QUÉ SE PIDE:
Responda, a partir del texto sobre el diputado Pablo Martín Peré:
1. ¿Qué cantidad cobra al mes, según el texto?
2. ¿En qué institución lo representa?
3. ¿Qué título lleva la entrada que escribió en su blog?

Ustedes, claro, ni idea de quién es un tal Pablo Martín Peré. Como yo hasta ayer mismo, cuando me lo encontré por casualidad en el tuit plañidero de un congénere suyo de esos que pasan directamente de delegado de curso a secretario de juventudes y de ahí a vieja gloria del aparato sin haber cotizado por cuenta ajena en su pinche existencia. ¿Que por qué deberíamos conocerlo? Ciertamente, el gachó no ha hecho absolutamente nada digno de mención ni se espera que lo haga, pero las circunstancias y el tinglado institucional en que estamos atrapados nos convierten en financiadores de sus necesidades y sus vicios. Es de sus impuestos y de los míos de donde sale el pico que este prenda se embolsa todos los meses por representarnos —es un decir— en el Congreso de los Diputados. Su ignota labor nos sale por 4.637,73 euros cada vez que cambiamos la hoja del calendario. Eso, suponiendo que no perciba otras gabelillas por bostezar en esta o aquella comisión. Dietas y gastos de transporte aparte, faltaría más.

A primera vista, y teniendo en cuenta cómo va el patio, no parece que esté mal, ¿verdad? Pues díganselo a él, pero en voz baja, que está que fuma en pipa a cuenta del pésimo trato que recibe de sus nada comprensivos pagadores, o sea, nosotros. Bajo el lagrimero título “Parlamentarios españoles: nuestra verdad”, el escocido Calimero de las Cortes se ha cascado una kilométrica entrada en su blog donde rezonga sin cuento por el escaso aprecio que dispensamos a sus desvelos continuos por el bien común. Que si no cobra un sueldo sino una “asignación constitucional”, que si en otros estados de Europa la retribución es mayor, que si viajan en preferente porque les sale más barato que en turista… Todo excusas no pedidas del mismo pelo que hasta a alguien como servidor que no comulga con la idea de que los políticos son unos jetas le hacen saltar: Pablo, deja de sacrificarte por mi. Vete a casa.

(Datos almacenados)
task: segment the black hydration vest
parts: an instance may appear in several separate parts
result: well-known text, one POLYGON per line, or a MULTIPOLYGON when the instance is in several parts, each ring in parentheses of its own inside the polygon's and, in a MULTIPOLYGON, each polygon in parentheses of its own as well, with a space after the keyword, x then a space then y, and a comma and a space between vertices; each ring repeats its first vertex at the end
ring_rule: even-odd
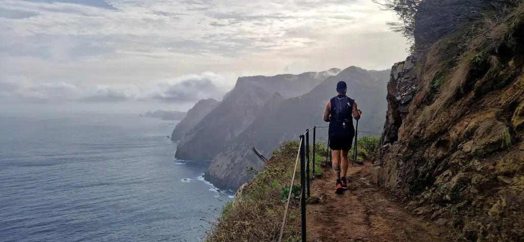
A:
POLYGON ((330 112, 329 137, 352 138, 355 136, 352 115, 355 100, 339 95, 331 98, 330 112))

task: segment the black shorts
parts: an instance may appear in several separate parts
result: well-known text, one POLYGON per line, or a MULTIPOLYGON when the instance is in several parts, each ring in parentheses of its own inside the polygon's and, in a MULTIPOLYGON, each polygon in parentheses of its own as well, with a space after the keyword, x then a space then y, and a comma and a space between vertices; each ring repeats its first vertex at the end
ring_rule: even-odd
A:
POLYGON ((334 136, 329 138, 329 148, 333 150, 342 150, 349 151, 351 149, 351 145, 353 137, 334 136))

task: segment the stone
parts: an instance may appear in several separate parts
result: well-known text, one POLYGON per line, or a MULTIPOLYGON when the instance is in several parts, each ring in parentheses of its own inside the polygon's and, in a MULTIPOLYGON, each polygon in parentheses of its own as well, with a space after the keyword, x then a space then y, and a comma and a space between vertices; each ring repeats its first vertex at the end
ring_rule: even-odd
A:
POLYGON ((316 204, 320 202, 320 199, 318 196, 311 196, 305 199, 307 204, 316 204))
POLYGON ((443 226, 445 225, 449 221, 449 219, 446 218, 441 218, 436 219, 436 221, 435 221, 435 223, 438 224, 439 225, 443 226))

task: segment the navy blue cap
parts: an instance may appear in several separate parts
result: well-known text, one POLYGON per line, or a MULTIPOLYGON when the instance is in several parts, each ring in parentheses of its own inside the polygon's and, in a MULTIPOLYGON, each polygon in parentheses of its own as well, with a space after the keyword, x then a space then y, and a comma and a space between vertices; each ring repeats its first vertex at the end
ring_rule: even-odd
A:
POLYGON ((341 81, 336 84, 336 91, 339 92, 344 92, 347 90, 347 86, 345 82, 341 81))

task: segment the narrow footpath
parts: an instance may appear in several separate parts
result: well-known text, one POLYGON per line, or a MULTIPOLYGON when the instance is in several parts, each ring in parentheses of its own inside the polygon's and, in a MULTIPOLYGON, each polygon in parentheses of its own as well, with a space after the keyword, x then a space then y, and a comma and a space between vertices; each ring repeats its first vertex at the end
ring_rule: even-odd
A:
POLYGON ((448 241, 447 228, 410 214, 400 203, 388 199, 380 188, 368 182, 370 164, 352 166, 348 189, 335 193, 335 173, 329 166, 321 178, 311 181, 307 237, 311 242, 448 241))

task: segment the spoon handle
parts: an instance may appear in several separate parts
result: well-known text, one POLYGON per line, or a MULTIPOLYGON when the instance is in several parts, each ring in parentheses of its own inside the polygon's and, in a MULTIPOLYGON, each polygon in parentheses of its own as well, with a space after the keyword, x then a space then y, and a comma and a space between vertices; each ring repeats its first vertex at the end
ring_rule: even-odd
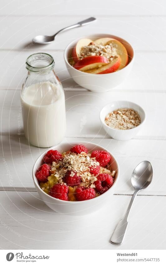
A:
POLYGON ((118 223, 111 239, 111 243, 112 244, 115 245, 121 245, 122 244, 128 225, 129 215, 139 191, 135 190, 134 192, 125 214, 123 218, 118 223))
POLYGON ((59 33, 59 32, 61 32, 62 31, 65 31, 66 30, 68 30, 69 29, 71 29, 72 28, 74 28, 75 27, 80 27, 81 26, 84 26, 84 25, 87 25, 88 24, 89 24, 91 22, 93 22, 93 21, 94 21, 95 20, 96 20, 96 19, 97 19, 95 18, 95 17, 89 17, 88 18, 87 18, 86 19, 85 19, 84 20, 83 20, 82 21, 80 21, 79 22, 78 22, 78 23, 77 23, 76 24, 74 24, 74 25, 69 26, 69 27, 64 27, 64 28, 60 30, 59 30, 58 32, 57 32, 55 34, 55 35, 53 37, 55 37, 57 34, 59 33))

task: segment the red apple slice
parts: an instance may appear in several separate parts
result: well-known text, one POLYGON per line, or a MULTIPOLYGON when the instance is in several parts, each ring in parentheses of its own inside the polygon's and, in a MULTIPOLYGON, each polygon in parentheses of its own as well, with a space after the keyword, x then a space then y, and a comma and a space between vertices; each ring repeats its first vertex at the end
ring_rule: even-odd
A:
POLYGON ((104 56, 88 56, 79 60, 74 67, 80 71, 86 71, 107 65, 109 61, 104 56))
POLYGON ((87 71, 86 72, 97 75, 113 73, 117 70, 121 64, 121 59, 118 55, 117 57, 113 59, 111 62, 97 69, 92 69, 87 71))
POLYGON ((122 69, 127 65, 129 61, 129 56, 127 50, 124 45, 116 40, 111 40, 107 42, 107 44, 112 43, 113 47, 116 49, 118 54, 121 58, 121 62, 118 70, 122 69))
POLYGON ((112 39, 111 38, 101 38, 100 39, 96 40, 94 41, 94 42, 96 44, 101 44, 103 46, 105 46, 106 45, 108 42, 114 39, 112 39))
POLYGON ((78 62, 79 59, 79 54, 82 47, 88 45, 92 42, 92 41, 90 39, 86 38, 81 39, 78 41, 76 46, 74 47, 72 51, 72 57, 75 62, 78 62))

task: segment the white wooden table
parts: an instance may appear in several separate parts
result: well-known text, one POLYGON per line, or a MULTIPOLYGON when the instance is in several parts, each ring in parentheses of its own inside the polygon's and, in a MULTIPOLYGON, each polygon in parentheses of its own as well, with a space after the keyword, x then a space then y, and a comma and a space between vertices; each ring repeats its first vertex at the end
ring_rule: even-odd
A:
POLYGON ((164 0, 2 1, 0 10, 0 101, 2 148, 0 172, 0 247, 5 249, 165 249, 166 247, 166 5, 164 0), (47 46, 31 44, 93 15, 96 23, 58 36, 47 46), (109 33, 128 41, 136 56, 132 72, 117 88, 95 94, 78 86, 64 63, 65 47, 76 37, 109 33), (50 53, 65 91, 67 130, 64 140, 92 141, 107 148, 120 164, 115 194, 103 208, 80 217, 54 212, 39 199, 31 171, 45 150, 29 146, 21 120, 20 95, 27 57, 50 53), (101 127, 99 113, 111 100, 125 99, 145 109, 147 121, 134 139, 111 139, 101 127), (21 127, 21 135, 18 135, 21 127), (153 165, 153 183, 140 192, 121 246, 109 240, 133 192, 130 179, 141 161, 153 165))

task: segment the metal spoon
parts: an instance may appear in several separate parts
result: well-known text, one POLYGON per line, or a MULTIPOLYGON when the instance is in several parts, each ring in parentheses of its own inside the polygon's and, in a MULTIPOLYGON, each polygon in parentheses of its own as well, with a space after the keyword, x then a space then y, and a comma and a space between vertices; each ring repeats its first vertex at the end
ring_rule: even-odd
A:
POLYGON ((87 19, 83 20, 82 21, 80 21, 80 22, 78 22, 76 24, 63 28, 62 29, 59 30, 52 36, 45 36, 44 35, 40 35, 39 36, 36 36, 33 38, 32 41, 34 42, 36 42, 40 44, 50 43, 50 42, 52 42, 54 41, 55 37, 59 32, 61 32, 62 31, 65 31, 66 30, 68 30, 69 29, 74 28, 75 27, 80 27, 81 26, 84 26, 84 25, 89 24, 96 20, 96 18, 95 18, 95 17, 89 17, 87 19))
POLYGON ((149 161, 141 162, 134 170, 131 180, 135 191, 123 218, 119 222, 112 236, 111 243, 112 244, 122 244, 128 225, 128 217, 131 206, 138 192, 147 188, 151 183, 153 173, 152 166, 149 161))

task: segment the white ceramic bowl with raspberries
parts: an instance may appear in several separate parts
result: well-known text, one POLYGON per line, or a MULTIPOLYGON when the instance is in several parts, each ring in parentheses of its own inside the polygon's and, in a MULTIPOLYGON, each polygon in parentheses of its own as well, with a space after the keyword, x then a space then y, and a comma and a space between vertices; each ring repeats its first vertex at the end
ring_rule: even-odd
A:
POLYGON ((47 150, 37 159, 32 170, 33 179, 37 190, 41 199, 49 207, 58 213, 82 215, 98 209, 105 203, 106 201, 108 201, 108 203, 111 202, 111 195, 114 193, 119 177, 119 168, 116 160, 108 150, 100 145, 87 142, 63 143, 50 149, 63 154, 62 158, 55 161, 55 159, 52 159, 53 156, 50 157, 50 152, 49 157, 46 161, 45 159, 44 161, 44 158, 46 156, 48 157, 47 150), (77 154, 73 152, 73 149, 72 152, 68 152, 73 147, 77 145, 85 146, 88 150, 88 155, 85 152, 77 154), (95 152, 93 154, 96 154, 96 157, 93 156, 93 158, 91 158, 90 154, 96 150, 106 153, 104 152, 104 156, 101 157, 101 152, 99 155, 97 152, 97 156, 95 152), (64 155, 64 152, 67 153, 64 155), (49 162, 53 160, 54 161, 50 165, 49 162), (79 167, 80 161, 83 162, 83 169, 79 167), (45 164, 46 162, 49 165, 45 166, 45 169, 41 166, 45 164), (104 165, 106 162, 107 165, 104 165), (91 165, 90 166, 89 165, 91 165), (99 169, 97 174, 96 172, 95 174, 93 174, 94 169, 96 169, 97 167, 100 172, 99 169), (39 170, 39 168, 40 169, 39 170), (42 168, 43 171, 41 172, 40 170, 42 168), (74 179, 77 183, 73 184, 72 177, 76 175, 71 174, 70 172, 75 170, 77 177, 80 179, 76 180, 74 179), (65 174, 63 176, 63 174, 65 174), (66 183, 64 184, 64 180, 66 183), (47 187, 49 183, 50 187, 47 187), (69 189, 70 193, 69 193, 69 189), (73 192, 70 190, 73 191, 74 189, 74 192, 72 193, 73 192), (75 198, 76 201, 73 200, 73 198, 75 198))

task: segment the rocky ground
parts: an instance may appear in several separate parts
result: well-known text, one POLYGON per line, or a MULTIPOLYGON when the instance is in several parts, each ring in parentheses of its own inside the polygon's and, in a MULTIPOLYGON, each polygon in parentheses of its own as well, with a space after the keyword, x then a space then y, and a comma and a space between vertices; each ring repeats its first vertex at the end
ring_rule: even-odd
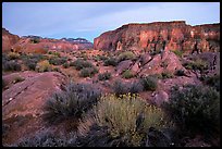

TU RESPUESTA:
1. 4.637,73 euros.
2. En el Congreso de los Diputados.
3. "Parlamentarios españoles: nuestra verdad".